RECORDS:
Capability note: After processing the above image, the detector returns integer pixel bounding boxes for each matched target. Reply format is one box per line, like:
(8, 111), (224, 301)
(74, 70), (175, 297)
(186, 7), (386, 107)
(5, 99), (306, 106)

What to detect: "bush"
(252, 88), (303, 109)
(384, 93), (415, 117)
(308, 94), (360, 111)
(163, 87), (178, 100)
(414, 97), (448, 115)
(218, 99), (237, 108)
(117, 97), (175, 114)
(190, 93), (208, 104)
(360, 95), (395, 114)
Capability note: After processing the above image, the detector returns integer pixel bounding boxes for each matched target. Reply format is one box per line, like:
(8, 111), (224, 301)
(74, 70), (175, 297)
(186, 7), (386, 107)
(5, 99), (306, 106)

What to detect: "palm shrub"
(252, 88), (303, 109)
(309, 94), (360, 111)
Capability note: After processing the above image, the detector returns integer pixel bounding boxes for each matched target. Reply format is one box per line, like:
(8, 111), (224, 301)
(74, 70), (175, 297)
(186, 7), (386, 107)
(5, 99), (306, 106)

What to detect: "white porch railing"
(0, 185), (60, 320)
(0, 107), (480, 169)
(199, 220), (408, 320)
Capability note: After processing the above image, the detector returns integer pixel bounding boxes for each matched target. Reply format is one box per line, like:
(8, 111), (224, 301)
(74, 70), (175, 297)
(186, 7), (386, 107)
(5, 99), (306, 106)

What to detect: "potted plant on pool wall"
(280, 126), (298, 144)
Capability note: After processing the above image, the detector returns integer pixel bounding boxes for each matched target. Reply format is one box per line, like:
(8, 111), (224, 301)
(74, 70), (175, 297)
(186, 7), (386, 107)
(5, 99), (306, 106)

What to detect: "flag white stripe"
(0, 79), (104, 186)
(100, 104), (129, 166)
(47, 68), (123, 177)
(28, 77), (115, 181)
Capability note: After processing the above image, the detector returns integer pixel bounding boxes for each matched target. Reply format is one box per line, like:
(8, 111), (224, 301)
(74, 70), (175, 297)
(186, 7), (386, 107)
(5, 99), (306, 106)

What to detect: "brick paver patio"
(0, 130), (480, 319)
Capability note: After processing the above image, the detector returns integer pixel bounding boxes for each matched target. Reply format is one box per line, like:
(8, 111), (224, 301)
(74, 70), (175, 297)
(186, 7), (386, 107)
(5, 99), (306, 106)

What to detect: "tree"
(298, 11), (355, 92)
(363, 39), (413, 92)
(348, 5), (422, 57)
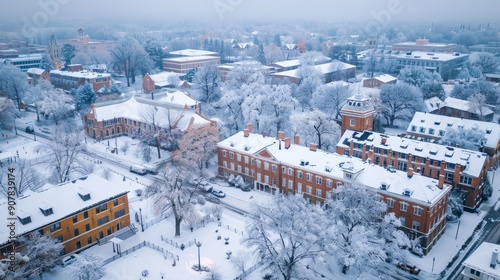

EXERCISE DIRECTIONS:
Tally how many lines of the data above contain the word "What", and reply with that number alone.

ANSWER FOR THIS EXERCISE:
7